(Pointing dataset records)
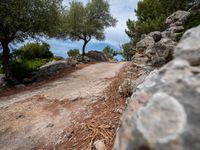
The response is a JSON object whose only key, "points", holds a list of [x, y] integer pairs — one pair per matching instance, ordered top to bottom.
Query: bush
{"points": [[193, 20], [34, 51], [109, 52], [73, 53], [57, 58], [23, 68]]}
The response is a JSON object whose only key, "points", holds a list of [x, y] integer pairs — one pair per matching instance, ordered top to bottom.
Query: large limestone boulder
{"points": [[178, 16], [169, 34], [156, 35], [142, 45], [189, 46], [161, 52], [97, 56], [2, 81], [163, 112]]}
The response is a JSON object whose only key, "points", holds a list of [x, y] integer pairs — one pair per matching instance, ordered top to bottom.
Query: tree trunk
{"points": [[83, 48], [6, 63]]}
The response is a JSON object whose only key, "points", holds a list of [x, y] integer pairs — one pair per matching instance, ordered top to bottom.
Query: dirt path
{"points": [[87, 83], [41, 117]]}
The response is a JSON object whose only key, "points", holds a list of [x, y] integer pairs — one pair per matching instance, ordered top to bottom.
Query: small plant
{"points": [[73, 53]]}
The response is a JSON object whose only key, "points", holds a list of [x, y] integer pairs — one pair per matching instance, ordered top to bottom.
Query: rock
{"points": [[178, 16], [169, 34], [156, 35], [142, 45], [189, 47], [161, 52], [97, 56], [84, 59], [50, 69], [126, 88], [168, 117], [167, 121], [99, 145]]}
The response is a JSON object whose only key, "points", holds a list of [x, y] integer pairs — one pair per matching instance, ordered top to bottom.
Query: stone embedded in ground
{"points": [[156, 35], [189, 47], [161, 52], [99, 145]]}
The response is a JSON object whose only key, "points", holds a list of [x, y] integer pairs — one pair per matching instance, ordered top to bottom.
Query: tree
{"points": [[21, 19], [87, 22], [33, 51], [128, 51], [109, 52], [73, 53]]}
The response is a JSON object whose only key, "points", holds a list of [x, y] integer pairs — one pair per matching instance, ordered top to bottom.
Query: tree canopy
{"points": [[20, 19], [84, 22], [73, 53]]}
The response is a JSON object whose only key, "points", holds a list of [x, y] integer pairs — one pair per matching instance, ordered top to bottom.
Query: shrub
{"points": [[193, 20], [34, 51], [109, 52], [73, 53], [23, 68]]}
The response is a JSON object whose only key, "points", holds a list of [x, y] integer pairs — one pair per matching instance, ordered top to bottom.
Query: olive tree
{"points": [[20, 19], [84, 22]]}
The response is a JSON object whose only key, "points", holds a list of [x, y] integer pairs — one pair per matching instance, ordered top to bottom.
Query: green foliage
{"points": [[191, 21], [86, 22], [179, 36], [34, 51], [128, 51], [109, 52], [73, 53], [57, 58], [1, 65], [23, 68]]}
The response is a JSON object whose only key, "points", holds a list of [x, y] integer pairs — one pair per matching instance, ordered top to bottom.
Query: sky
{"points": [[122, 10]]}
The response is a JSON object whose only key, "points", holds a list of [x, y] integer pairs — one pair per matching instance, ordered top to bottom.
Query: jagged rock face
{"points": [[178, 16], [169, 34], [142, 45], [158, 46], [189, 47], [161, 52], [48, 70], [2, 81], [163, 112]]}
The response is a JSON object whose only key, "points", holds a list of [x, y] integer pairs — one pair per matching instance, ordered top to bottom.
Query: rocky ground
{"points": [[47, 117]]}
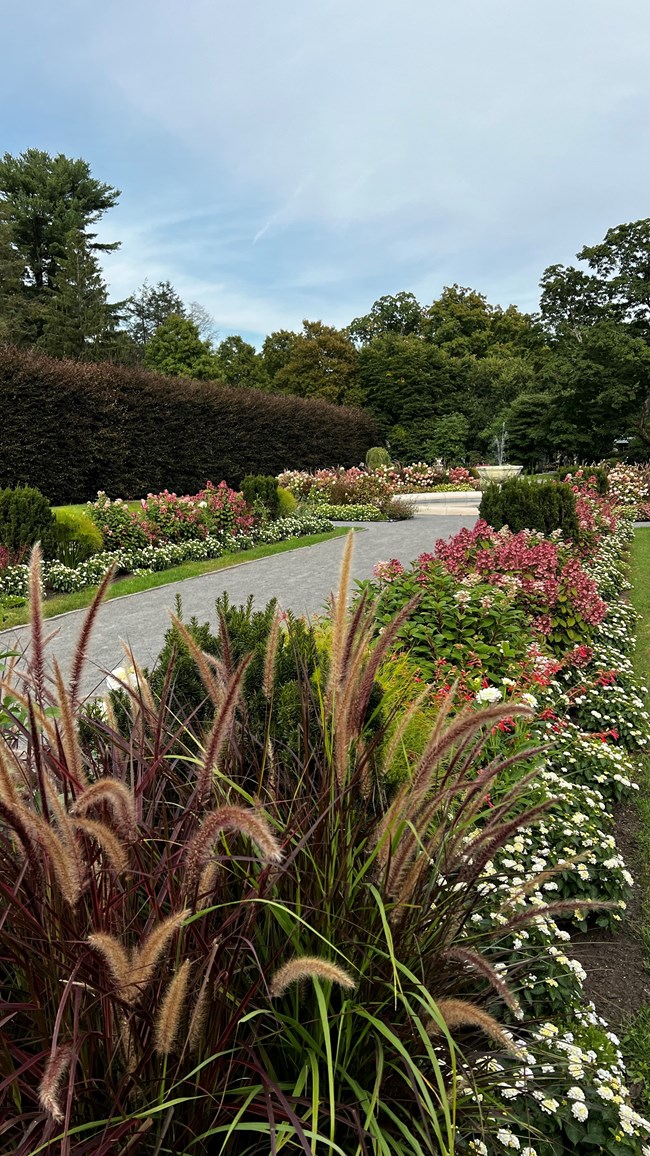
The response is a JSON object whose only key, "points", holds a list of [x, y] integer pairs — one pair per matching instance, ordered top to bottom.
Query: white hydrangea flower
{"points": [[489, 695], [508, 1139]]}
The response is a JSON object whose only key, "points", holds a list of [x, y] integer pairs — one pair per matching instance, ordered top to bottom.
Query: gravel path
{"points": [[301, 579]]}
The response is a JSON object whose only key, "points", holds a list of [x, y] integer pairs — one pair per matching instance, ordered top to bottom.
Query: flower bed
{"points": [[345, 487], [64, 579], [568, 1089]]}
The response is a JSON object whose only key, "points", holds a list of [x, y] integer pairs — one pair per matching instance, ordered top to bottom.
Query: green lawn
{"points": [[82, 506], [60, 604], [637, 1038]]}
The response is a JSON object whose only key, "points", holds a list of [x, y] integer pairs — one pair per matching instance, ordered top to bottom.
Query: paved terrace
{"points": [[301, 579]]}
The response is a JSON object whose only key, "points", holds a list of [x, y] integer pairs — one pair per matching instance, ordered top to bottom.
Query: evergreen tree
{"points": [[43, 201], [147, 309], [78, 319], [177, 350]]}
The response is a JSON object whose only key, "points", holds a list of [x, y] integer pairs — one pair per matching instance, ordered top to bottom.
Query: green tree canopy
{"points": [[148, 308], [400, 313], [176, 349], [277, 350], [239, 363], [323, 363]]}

- Do this
Gather every line above that contains the string "tree", matching case exactly, and copy each one out.

- Output for this exercise
Query: tree trunk
Query: tree
Query: tree canopy
Query: olive tree
Query: evergreen tree
Query: green tree canopy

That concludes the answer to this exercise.